## [Directive]
Please copy the records from their start through the line containing "[[112,57],[116,116],[118,120],[133,97],[127,29]]", both ends included, keeping the requests unchanged and offsetting every coordinate in the answers by adding 37.

## [Records shown]

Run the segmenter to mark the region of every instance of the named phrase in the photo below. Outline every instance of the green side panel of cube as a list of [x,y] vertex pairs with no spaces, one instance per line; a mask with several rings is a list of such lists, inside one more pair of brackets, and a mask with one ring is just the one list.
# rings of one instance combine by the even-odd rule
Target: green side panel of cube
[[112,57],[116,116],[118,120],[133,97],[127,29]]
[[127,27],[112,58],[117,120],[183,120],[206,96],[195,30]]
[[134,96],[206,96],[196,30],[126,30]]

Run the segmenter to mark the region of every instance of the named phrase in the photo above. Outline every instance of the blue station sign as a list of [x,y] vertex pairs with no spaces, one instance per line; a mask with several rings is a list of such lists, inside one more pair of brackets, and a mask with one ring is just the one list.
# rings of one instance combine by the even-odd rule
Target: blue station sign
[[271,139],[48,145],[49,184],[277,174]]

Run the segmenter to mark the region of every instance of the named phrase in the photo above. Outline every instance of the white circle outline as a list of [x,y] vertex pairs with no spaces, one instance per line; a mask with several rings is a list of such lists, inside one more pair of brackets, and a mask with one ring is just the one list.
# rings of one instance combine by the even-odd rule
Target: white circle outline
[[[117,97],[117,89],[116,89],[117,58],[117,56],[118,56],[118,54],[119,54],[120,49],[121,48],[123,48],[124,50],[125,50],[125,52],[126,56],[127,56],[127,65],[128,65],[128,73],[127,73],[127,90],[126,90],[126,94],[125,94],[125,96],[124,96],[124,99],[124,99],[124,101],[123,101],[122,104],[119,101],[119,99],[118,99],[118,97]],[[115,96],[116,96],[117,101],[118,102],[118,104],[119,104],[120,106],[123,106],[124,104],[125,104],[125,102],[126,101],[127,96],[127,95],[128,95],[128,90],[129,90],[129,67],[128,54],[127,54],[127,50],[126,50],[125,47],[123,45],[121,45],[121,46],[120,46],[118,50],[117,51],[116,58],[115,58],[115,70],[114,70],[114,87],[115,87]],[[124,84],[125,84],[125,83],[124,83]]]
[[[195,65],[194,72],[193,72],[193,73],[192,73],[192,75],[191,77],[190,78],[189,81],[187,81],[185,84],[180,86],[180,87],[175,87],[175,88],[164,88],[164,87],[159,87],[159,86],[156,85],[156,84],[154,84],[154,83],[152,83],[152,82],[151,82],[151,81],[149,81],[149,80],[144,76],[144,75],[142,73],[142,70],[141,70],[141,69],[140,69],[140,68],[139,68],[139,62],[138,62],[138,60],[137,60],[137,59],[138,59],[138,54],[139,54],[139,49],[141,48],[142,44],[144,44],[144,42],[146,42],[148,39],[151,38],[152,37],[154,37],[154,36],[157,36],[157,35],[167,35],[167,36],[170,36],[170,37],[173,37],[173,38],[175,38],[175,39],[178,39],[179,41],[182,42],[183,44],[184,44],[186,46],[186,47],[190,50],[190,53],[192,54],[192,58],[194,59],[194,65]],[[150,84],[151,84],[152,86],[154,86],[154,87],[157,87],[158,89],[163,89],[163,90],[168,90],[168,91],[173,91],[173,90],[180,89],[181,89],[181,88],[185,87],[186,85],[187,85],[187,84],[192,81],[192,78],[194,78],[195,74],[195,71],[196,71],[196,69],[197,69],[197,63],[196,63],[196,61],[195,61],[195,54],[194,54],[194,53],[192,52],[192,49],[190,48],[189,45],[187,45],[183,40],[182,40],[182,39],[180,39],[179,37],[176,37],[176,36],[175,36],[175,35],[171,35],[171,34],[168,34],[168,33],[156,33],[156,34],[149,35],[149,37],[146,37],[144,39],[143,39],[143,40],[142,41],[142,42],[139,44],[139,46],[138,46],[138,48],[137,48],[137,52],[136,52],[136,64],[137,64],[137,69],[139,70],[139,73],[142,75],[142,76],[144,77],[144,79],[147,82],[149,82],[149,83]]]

## [Task solution]
Run the segmenter to mark the region of every instance of the named phrase in the photo below. Outline every instance of the green side panel of cube as a list of [x,y] vertex pairs with no spaces, one instance per line; a mask with several rings is a list of such lists, inside one more pair of brackets, and a mask with one ring is just the one list.
# rings of one instance combine by the even-odd rule
Target: green side panel of cube
[[149,94],[153,153],[155,157],[170,134],[164,66]]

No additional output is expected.